◆ SELECTED EXCERPT ◆

:::::

Not sure that “sceptical fringe” would apply here, but I’ll take the press where we can get it. See my comments below. – Anthony
Twenty-year hiatus in rising temperatures has climate scientists puzzled | The Australian
DEBATE about the reality of a two-decade pause in global warming and what it means has made its way from the sceptical fringe to the mainstream.
In a lengthy article this week, The Economist magazine said if climate scientists were credit-rating agencies, then climate sensitivity – the way climate reacts to changes in carbon-dioxide levels – would be on negative watch but not yet downgraded.
Another paper published by leading climate scientist James Hansen, the head of NASA’s Goddard Institute for Space Studies, says the lower than expected temperature rise between 2000 and the present could be explained by increased emissions from burning coal.
For Hansen the pause is a fact, but it’s good news that probably won’t last.
International Panel on Climate Change chairman Rajendra Pachauri recently told The Weekend Australian the hiatus would have to last 30 to 40 years “at least” to break the long-term warming trend.
But the fact that global surface temperatures have not followed the expected global warming pattern is now widely accepted.
Research by Ed Hawkins of University of Reading shows surface temperatures since 2005 are already at the low end of the range projections derived from 20 climate models and if they remain flat, they will fall outside the models’ range within a few years.

:::::

◆ DATASET ENTRIES ◆
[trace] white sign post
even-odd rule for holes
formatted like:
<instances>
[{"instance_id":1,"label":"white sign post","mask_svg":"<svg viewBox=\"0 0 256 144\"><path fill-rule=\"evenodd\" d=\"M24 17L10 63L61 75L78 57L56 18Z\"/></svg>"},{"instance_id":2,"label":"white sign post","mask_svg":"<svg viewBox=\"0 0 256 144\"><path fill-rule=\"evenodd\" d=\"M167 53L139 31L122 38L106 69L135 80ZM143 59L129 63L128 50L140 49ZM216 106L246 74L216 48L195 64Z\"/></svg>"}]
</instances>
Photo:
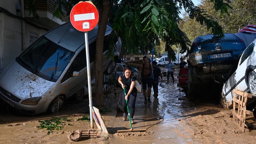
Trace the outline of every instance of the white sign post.
<instances>
[{"instance_id":1,"label":"white sign post","mask_svg":"<svg viewBox=\"0 0 256 144\"><path fill-rule=\"evenodd\" d=\"M72 8L70 13L70 21L72 25L76 29L79 31L84 32L91 128L93 129L94 127L92 115L92 96L89 45L88 44L87 32L94 28L98 24L99 21L99 12L97 8L92 2L80 2L75 5Z\"/></svg>"}]
</instances>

:::::

◆ TASKS TO CARRY OUT ◆
1 – In the climate article, substitute "slowdown" for "pause" and write out the passage from "Another paper published" to "probably won’t last.".
2 – Translate this sentence from the climate article into Spanish: "For Hansen the pause is a fact, but it's good news that probably won't last."
3 – According to the climate article, how long did Rajendra Pachauri say the hiatus would have to last to break the long-term warming trend?
The records have no connection to the climate article.

◆ TASK-BY-TASK ANSWERS ◆
1 –
Another paper published by leading climate scientist James Hansen, the head of NASA’s Goddard Institute for Space Studies, says the lower than expected temperature rise between 2000 and the present could be explained by increased emissions from burning coal.
For Hansen the slowdown is a fact, but it’s good news that probably won’t last.

2 – Para Hansen, la pausa es un hecho, pero es una buena noticia que probablemente no durará.

3 – At least 30 to 40 years.